▸ What the exercise asks
Copy out all of the rows below, changing each "rough mask" to "coarse mask" and leaving everything else as it is.
─── Data supplied ───
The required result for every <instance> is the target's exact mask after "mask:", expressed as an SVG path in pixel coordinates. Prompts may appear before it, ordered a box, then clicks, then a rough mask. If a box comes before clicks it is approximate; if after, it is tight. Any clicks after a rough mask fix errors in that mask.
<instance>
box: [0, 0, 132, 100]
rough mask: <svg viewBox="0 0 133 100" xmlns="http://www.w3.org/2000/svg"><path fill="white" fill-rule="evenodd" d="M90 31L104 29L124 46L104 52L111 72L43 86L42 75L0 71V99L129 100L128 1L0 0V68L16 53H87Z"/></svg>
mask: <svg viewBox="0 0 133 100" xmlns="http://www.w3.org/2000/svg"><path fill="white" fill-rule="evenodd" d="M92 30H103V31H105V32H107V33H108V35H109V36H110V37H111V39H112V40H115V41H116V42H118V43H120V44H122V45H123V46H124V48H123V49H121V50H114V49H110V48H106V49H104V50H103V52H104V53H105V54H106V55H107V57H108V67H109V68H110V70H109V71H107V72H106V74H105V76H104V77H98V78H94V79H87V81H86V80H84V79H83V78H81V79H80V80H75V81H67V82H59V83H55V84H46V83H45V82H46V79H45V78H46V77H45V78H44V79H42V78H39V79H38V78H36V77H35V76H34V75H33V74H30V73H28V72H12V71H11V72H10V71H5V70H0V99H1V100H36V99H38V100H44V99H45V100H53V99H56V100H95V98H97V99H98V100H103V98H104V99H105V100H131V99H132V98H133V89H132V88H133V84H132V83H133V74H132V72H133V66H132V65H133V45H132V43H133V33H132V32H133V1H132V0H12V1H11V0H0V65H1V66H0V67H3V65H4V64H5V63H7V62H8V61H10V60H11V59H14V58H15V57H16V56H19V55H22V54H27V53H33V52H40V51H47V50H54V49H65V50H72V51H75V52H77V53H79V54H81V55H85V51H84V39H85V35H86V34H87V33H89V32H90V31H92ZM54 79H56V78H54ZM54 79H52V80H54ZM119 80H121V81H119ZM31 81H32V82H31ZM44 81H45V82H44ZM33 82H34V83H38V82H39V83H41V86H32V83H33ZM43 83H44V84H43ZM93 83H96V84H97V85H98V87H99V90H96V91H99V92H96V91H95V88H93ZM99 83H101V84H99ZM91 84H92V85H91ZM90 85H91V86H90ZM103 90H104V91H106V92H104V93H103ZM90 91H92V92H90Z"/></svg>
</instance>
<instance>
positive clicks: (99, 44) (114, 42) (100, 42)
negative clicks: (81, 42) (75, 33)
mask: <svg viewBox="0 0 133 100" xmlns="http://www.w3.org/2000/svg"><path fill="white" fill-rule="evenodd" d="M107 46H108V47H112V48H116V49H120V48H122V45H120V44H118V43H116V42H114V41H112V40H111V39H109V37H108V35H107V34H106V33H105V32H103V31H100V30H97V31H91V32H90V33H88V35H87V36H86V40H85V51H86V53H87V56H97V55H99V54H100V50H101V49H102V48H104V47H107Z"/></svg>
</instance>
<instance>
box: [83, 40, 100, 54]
───
▸ Reply
The required result for every <instance> is the target's exact mask after "mask:", expressed as an SVG path in pixel coordinates. Prompts may appear before it, ordered a box, then clicks, then a coarse mask. If a box comes before clicks it is approximate; if after, it is tight. Any clicks after a coarse mask fix errors in that mask.
<instance>
box: [0, 0, 132, 100]
coarse mask: <svg viewBox="0 0 133 100" xmlns="http://www.w3.org/2000/svg"><path fill="white" fill-rule="evenodd" d="M90 31L104 29L124 46L104 52L111 72L43 86L42 75L0 71V99L129 100L128 1L0 0V68L16 53H87Z"/></svg>
mask: <svg viewBox="0 0 133 100" xmlns="http://www.w3.org/2000/svg"><path fill="white" fill-rule="evenodd" d="M92 30H103V31H105V32H107V33H108V35H109V36H110V37H111V39H112V40H115V41H116V42H118V43H120V44H122V45H123V46H124V48H123V49H121V50H114V49H110V48H106V49H104V50H103V52H104V53H105V54H106V55H107V57H108V67H109V68H110V70H109V71H107V72H106V74H105V76H104V77H98V78H94V79H87V81H86V80H84V79H83V78H81V79H80V80H75V81H67V82H59V83H55V84H46V83H45V82H46V79H45V78H46V77H45V78H44V79H42V78H39V79H38V78H36V77H35V76H34V75H33V74H30V73H28V72H12V71H11V72H10V71H5V70H0V99H1V100H36V99H38V100H44V99H45V100H53V99H56V100H95V98H97V99H98V100H103V98H104V99H105V100H131V99H132V98H133V89H132V88H133V84H132V83H133V74H132V72H133V66H132V65H133V45H132V43H133V33H132V32H133V1H132V0H12V1H11V0H0V65H1V66H0V67H3V65H4V64H5V63H7V62H8V61H10V60H11V59H14V58H15V57H16V56H19V55H22V54H27V53H33V52H40V51H47V50H54V49H65V50H72V51H75V52H77V53H79V54H81V55H85V51H84V39H85V35H86V34H87V33H89V32H90V31H92ZM54 79H56V78H54ZM54 79H52V80H54ZM119 80H121V81H119ZM31 81H32V82H31ZM44 81H45V82H44ZM33 82H34V83H38V82H39V83H41V86H32V83H33ZM43 83H44V84H43ZM93 83H96V84H97V85H98V87H99V90H96V91H99V92H96V91H95V88H93ZM99 83H101V84H99ZM91 84H92V85H91ZM90 85H91V86H90ZM103 90H104V91H106V92H104V93H103ZM90 91H92V92H90Z"/></svg>
</instance>
<instance>
positive clicks: (99, 44) (114, 42) (100, 42)
negative clicks: (81, 42) (75, 33)
mask: <svg viewBox="0 0 133 100" xmlns="http://www.w3.org/2000/svg"><path fill="white" fill-rule="evenodd" d="M107 46H108V47H112V48H116V49H120V48H122V45H120V44H118V43H116V42H114V41H112V40H111V39H109V37H108V35H107V34H106V33H105V32H103V31H100V30H97V31H91V32H90V33H88V35H87V36H86V40H85V51H86V53H87V56H97V55H99V54H100V50H101V49H102V48H104V47H107Z"/></svg>
</instance>
<instance>
box: [83, 40, 100, 54]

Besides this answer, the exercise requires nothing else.